── Provided text ──

As mentioned in Table 1, the responses have been formulated with five-point Likert Scale based on the respondent’s satisfaction. The level indicating extremely unsatisfied (coded as 1), unsatisfied (coded as 2), neutral (coded as 3), satisfied (coded as 4) and extremely satisfied (coded as 5) level as follows. On the basis of each individual responses the master data table was constituted out of 47 municipal wards of SMC.

Table 1 Adopted livability indicators

The sample size is also playing a significant role to precise interpretation of the perception study. In this present study, Cochran’s approach has been adopted to determine the required sample size. Based on the Cochran’s sample size determination, the required sample size for the present research is 385 (Paul, 2020).

4 Methods

4.1 Exploratory analysis

Factor analysis can be describes as the method for measuring the dimension of urban socio-spatial differentiation (Knox & Pinch, 2014). This is also a multivariate data reduction method that creates a precise and smaller set of variables from a larger data-set. In case of Exploratory factor analysis (EFA), each of the new set of manifest variables are grouped and categorized as a latent variable that represents a cluster of highly correlated variables. In the present study, principal component analysis (PCA) is utilized to explore the initial latent variables in Siliguri Municipal Corporation (SMC). Besides, Factor loading is representing the correlation coefficient for the manifest variables and factors. Each of the factor quality score is designated by the eigenvalues and higher eigenvalues represents the real factors of the underlying data. Kaiser-Meyer-Olkin (KMO) criterion and Bartlett’s Test of Sphericity, (indicating the adequacy of the data) have been used to determine the number of statistically significant (Baglin, 2014). The communality test has been introduced to measure the ratio of the explain variation. Varimax rotation method has been adopted as the orthogonal rotation methods, where rotation of the axis maximizes the sum of the variances of the squared loadings.

───
── Given information ──

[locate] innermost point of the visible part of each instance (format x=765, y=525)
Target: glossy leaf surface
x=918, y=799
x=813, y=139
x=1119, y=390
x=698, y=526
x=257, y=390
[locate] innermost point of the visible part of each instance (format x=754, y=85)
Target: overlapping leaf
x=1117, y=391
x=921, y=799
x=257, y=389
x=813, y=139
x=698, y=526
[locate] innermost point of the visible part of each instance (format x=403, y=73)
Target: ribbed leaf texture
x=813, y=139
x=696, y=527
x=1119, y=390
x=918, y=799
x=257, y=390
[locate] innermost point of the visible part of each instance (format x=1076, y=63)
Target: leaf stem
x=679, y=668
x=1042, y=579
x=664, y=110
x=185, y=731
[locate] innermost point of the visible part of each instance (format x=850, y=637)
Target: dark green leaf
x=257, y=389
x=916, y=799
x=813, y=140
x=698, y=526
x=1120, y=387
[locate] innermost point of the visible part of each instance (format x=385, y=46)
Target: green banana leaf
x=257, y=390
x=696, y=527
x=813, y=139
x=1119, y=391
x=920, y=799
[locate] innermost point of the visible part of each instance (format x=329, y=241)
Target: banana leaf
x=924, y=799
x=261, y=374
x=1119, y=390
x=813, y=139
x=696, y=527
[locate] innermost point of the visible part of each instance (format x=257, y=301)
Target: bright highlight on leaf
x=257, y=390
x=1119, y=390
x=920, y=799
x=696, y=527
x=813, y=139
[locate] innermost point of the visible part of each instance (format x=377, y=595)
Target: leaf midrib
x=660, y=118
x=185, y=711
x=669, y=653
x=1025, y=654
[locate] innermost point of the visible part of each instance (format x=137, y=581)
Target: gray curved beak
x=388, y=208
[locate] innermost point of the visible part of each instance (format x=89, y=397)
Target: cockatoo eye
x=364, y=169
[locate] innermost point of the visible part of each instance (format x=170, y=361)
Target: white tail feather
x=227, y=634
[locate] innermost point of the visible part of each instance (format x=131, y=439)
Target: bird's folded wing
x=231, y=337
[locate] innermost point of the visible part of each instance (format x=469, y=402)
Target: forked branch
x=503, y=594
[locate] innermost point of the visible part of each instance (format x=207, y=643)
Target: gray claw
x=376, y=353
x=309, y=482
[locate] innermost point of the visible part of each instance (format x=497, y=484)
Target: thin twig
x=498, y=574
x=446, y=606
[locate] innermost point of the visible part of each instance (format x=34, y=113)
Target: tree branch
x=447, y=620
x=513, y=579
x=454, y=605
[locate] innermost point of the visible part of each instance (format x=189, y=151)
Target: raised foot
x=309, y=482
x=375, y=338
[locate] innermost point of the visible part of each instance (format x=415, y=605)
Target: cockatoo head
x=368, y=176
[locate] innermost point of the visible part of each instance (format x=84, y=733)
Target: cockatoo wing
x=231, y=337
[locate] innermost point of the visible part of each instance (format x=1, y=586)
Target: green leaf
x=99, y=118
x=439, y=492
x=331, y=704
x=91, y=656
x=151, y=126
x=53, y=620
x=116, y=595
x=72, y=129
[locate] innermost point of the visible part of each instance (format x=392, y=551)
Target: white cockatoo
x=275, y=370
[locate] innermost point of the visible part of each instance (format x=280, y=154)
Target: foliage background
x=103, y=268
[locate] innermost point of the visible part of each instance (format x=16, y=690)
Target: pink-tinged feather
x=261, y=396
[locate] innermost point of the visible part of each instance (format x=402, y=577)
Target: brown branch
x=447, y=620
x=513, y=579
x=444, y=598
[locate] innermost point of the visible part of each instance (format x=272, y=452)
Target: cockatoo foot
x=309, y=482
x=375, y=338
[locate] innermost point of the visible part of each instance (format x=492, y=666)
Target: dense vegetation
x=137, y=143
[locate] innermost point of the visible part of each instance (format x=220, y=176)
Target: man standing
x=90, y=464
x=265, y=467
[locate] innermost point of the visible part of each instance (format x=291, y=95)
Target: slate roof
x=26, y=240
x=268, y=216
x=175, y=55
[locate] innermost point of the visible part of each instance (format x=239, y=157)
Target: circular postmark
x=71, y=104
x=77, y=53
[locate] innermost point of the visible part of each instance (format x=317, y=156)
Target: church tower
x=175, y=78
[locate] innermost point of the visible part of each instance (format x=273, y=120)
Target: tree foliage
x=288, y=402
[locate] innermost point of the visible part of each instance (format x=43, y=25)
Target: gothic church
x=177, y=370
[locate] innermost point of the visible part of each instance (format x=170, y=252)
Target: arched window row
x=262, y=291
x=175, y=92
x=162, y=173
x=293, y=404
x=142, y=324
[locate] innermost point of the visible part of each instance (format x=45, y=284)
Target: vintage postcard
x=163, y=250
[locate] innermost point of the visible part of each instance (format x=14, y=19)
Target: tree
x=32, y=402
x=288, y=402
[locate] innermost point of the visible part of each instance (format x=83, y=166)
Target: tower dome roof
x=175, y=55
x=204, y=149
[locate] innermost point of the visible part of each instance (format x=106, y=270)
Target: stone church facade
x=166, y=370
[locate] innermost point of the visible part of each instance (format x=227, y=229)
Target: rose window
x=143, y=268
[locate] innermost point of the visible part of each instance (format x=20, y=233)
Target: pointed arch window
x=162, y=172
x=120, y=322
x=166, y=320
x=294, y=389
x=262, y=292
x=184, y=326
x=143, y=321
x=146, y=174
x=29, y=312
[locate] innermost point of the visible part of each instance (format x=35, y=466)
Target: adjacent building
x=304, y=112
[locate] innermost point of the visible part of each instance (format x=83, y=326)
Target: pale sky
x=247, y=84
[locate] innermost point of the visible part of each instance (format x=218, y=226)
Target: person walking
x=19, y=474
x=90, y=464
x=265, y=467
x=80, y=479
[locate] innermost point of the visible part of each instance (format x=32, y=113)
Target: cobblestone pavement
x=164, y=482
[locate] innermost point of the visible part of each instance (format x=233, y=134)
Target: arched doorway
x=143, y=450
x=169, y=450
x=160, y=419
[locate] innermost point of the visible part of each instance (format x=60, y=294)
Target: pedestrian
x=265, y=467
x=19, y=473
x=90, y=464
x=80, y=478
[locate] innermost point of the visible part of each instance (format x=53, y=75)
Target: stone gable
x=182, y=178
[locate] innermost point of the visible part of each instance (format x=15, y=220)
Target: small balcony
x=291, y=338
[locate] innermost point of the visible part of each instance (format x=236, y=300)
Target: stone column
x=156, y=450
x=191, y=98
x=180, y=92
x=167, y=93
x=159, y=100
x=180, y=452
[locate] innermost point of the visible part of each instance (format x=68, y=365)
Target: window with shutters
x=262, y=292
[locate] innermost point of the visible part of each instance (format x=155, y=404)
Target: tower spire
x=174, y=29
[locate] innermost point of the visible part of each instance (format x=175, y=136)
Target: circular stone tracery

───

◆ What you will do ◆
In the methods excerpt, what sample size does Cochran's approach give for the study? None of these entries is needed.

◆ Response to the exercise ◆
385